[Extracted text]
----------------------------------------
The object and advantages of the invention will be realized and attained by means of the elements and combinations particularly pointed out in the claims.
It is to be understood that both the foregoing general description and the following detailed description are exemplary and explanatory and are not restrictive of the invention.
There is a technique of, for example, working out sensitivity for each parameter with respect to an evaluation function, and preferentially tuning a highly sensitive parameter to significantly reduce the number of times of convergence.
However, even when a parameter that can obtain the optimum evaluation value with the training data is selected, the evaluation in the real data is sometimes low. There are cases where the tendency differs between the training data and the real data.
Therefore, the determination accuracy may be improved.
Hereinafter, embodiments of the present invention will be described with reference to the drawings. In machine learning, learning is performed using training data, and the prediction result of the learning is evaluated using evaluation data. Furthermore, tuning is performed such that the correct answer can be derived, using data for which the correct answer is known in advance. However, for example, since the data for which the correct answer is known is often past data, or only a part of the data is available, the tuned machine learning does not always give the correct answer in actual operation.
The main causes of this are deemed to be a difference in tendency between the training data and the real data, the influence of noise, and the like. Furthermore, the number of pieces of data differs between the training data and the real data, and it is sometimes difficult for the training data to learn all the tendencies of the real data.
For this reason, it is necessary to perform tuning with high versatility as much as possible, and there are existing techniques of increasing versatility under general conditions; however, for example, when the evaluation values are quantized or because of the influence of noise, there are cases where a plurality of tuning results that finds the most favorable evaluation is given, for example. In such cases, it is difficult to select a parameter that finds a good evaluation value for the real data.
The present embodiments provide a parameter selection method, a parameter selection program, and an information processing device that, when a plurality of tuning results that finds the most favorable evaluation is given, select a tuning result that is deemed to have the highest versatility, from among the plurality of results.
That is, a distance to a boundary that is a boundary of a parameter space that includes a best evaluation point and is closest to each set of parameter values is worked out, and a set of parameter values farthest from the boundary is acquired. Each best evaluation point indicates the highest value in evaluation and a set of parameter values at that time.
Meanwhile, since the scale differs depending on the parameter, the parameter value is normalized. Furthermore, since there are parameters that work for the evaluation value and parameters that do not work for the evaluation value, it is desirable to decrease parameters that do not work for the evaluation value, using a threshold value or the like, and to perform evaluation using only parameters that contribute to the evaluation value to a certain extent or more.
----------------------------------------
[Given information]
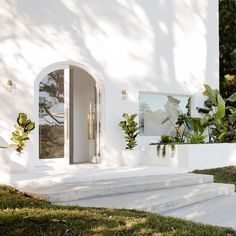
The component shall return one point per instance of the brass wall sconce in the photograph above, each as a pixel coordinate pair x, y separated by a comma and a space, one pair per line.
10, 86
123, 94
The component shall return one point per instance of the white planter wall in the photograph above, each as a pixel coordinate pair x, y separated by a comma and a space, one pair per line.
136, 45
192, 156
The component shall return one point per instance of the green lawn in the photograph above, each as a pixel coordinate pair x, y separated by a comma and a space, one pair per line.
24, 215
221, 175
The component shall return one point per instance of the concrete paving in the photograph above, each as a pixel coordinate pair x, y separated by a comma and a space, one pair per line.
219, 211
169, 192
157, 200
75, 191
87, 173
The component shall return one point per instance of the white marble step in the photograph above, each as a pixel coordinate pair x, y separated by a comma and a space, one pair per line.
87, 173
158, 201
219, 211
76, 191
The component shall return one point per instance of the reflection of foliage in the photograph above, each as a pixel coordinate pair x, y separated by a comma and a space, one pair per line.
227, 31
51, 90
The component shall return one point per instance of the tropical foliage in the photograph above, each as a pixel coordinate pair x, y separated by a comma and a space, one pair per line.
217, 123
130, 128
227, 32
21, 134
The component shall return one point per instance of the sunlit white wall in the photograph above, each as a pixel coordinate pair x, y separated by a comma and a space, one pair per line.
137, 45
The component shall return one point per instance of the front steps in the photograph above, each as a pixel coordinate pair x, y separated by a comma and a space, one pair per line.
148, 193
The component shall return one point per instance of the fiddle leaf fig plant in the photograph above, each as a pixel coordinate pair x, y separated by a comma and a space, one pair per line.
130, 128
21, 134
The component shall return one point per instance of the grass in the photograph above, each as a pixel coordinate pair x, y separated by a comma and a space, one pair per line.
221, 175
21, 214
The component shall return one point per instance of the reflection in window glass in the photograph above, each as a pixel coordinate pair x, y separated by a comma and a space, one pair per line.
51, 116
155, 108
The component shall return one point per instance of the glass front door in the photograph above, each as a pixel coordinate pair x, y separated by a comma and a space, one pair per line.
69, 116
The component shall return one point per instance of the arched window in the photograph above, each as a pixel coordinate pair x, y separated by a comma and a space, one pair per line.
51, 115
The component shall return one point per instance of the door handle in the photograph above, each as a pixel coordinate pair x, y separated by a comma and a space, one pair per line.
67, 124
89, 125
93, 128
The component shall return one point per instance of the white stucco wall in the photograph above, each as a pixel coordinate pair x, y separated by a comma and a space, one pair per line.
156, 45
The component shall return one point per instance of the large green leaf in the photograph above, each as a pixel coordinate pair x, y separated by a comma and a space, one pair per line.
220, 107
22, 118
208, 91
232, 98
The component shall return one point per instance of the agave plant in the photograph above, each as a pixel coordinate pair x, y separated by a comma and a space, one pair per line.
20, 135
130, 128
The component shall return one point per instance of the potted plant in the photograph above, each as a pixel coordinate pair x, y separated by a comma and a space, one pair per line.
130, 155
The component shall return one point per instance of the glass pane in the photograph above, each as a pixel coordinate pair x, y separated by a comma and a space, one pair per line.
51, 116
155, 108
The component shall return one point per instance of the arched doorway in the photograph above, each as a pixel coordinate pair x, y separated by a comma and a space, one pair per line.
69, 115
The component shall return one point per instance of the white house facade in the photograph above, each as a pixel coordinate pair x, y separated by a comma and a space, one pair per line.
77, 65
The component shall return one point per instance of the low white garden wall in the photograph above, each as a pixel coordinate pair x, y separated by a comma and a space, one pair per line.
11, 162
191, 156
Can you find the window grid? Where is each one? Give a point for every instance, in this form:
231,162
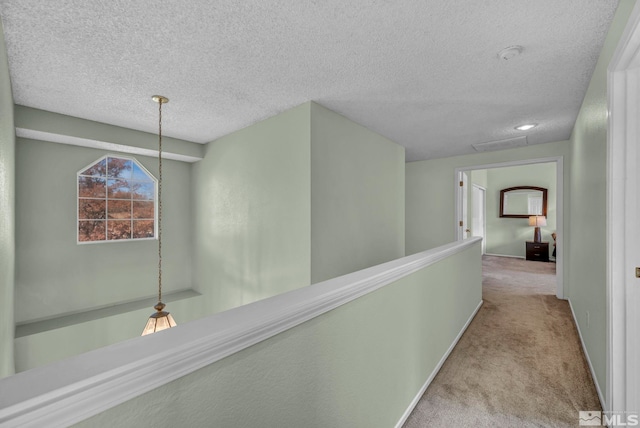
----------------------------------------
[Challenges]
(1) In the text on parameter selection, rewrite the paragraph that begins "For this reason, it is necessary" as a short bulleted list that keeps its main facts.
(2) Decide whether each statement agrees with the text on parameter selection. Answer yes or no for each, and quote the words from the text that decide it.
(a) Parameter values are normalized because their scales differ.
(b) The embodiments pick the set of parameter values nearest the boundary.
(c) The training data and the real data hold the same number of pieces of data.
(3) Continue the text on parameter selection from the point where it stops.
The rows play no part in what follows.

[Task answers]
(1)
- Tuning should be as versatile as possible.
- Existing techniques increase versatility under general conditions.
- When evaluation values are quantized, or when there is noise, several tuning results may share the most favorable evaluation.
- In those cases, it is hard to pick a parameter that gives a good evaluation value on the real data.

(2)
(a) Yes: "since the scale differs depending on the parameter, the parameter value is normalized"
(b) No: "a set of parameter values farthest from the boundary is acquired"
(c) No: "the number of pieces of data differs between the training data and the real data"

(3)
The boundary of the parameter space that includes the best evaluation point is where a “change point” is located at which a slight difference in one or more parameter values in a set of parameters greatly affect the evaluation value. The parameter space that includes the best evaluation points is called a “best parameter space”.
In addition, the boundary of the best parameter space represents a shape. The fact that the evaluation result deteriorates if at least one parameter value at the boundary is slightly different is deemed to indicate a point where the evaluation result is differentiated (immediately before the evaluation value deteriorates) even if the evaluated data is slightly different. Therefore, this point corresponds to a set of parameter values that has a risk of having influence when used in real data.
The present embodiment is as follow.
(1) A point where a good evaluation value can be stably obtained is quantified.
(2) A predicted surface of the solution is synthesized from the evaluation result. As an example, a response surface is generated.
(3) A contour line is generated at a height defined for the generated response surface.
(4) A shortest distance between each best evaluation point and the contour line is worked out.
(5) Among the worked-out shortest distances, a best evaluation point with the largest distance from the closest contour line is determined to be an evaluation point farthest from the boundary. In order to obtain a set of parameters that stably finds a good evaluation value, a slope outside the boundary may also be evaluated, and the shortest distance may be evaluated by raising the score using the evaluation result for the slope.
In the above (1) to (5), the reason for performing the above (4) will be described. First, the following will be examined.
<Method A>
This is a method that adopts a point closest to the center of the best parameter space.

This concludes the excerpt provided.